Retype the part of the story notes below word for word, starting at the words "Our partners wait" and stopping after "has been consummated.".

## Start Excerpted text

An old mysterious man doesn’t interact much with the people from town.
(The Missouri Review, Fall, 2007)
The beginning is the elaborately described static image of a house, and it’s kinda beautiful. A Simple still life. Then things get all vague and boring and I stopped caring. Kept reading. No longer cared.
A passenger on a train watches a boy throw a rock through a window.
(from Double Wide)
I saw the rock, saw the boy who threw it. I saw it hit the window next to the seat in front of me. Saw the window shatter instantly. Saw that now I couldn’t see through the window anymore.
Had to read this one quickly and kind of on the sly. I remember it was short and repetitive and kind of puzzling in the manner of Nude Descending Staircase. Ooh, you can read it here. It’ll take like two minutes.
Lots of people think lots of ways about things.
(from Hard to Admit and Harder to Escape)
Our partners wait for us on opposite coasts while in the country we become friends, knowing transgression is impossible. We swim together every afternoon, changing clothes demurely under our towels. One night the man tels a story and strokes my face to illustrate what someone did once. Despite myself I close my eyes during the touch, and afterward explain to the man and to myself that my response to the touch was just a physical reflex. Now we arm wrestle sometimes. I feel close to this man yet do not want sex with him, as he must certainly shrink from the possibility of sex with me. But I think about maybe falling asleep with him, touching hardly at all, waking up together as if something has been consummated.

## End Excerpted text
## Start Material provided

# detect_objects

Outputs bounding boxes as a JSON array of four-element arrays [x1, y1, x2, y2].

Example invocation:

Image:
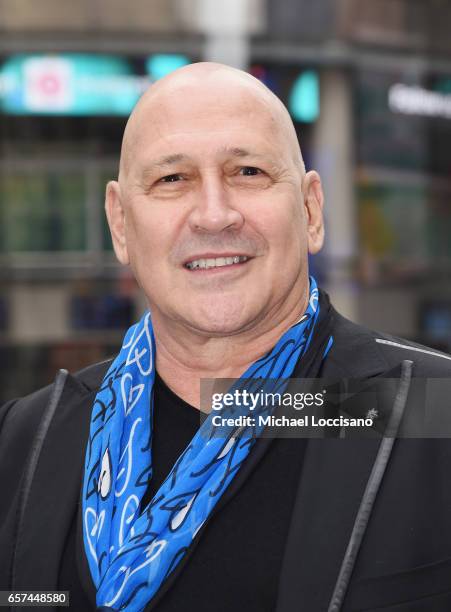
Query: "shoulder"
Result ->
[[0, 359, 112, 450], [330, 309, 451, 378]]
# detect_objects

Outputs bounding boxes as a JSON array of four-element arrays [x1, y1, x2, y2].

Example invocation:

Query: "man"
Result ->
[[0, 63, 451, 612]]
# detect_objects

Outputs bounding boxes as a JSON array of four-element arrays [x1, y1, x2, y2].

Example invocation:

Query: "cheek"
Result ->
[[258, 198, 307, 251]]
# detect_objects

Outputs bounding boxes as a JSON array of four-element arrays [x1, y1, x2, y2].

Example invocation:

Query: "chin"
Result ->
[[188, 303, 254, 335]]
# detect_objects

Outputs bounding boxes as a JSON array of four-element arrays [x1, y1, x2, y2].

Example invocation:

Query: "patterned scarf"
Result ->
[[83, 277, 331, 611]]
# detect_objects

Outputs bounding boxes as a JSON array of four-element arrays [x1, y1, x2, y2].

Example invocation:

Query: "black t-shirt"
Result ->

## End Material provided

*Completed exercise*
Our partners wait for us on opposite coasts while in the country we become friends, knowing transgression is impossible. We swim together every afternoon, changing clothes demurely under our towels. One night the man tels a story and strokes my face to illustrate what someone did once. Despite myself I close my eyes during the touch, and afterward explain to the man and to myself that my response to the touch was just a physical reflex. Now we arm wrestle sometimes. I feel close to this man yet do not want sex with him, as he must certainly shrink from the possibility of sex with me. But I think about maybe falling asleep with him, touching hardly at all, waking up together as if something has been consummated.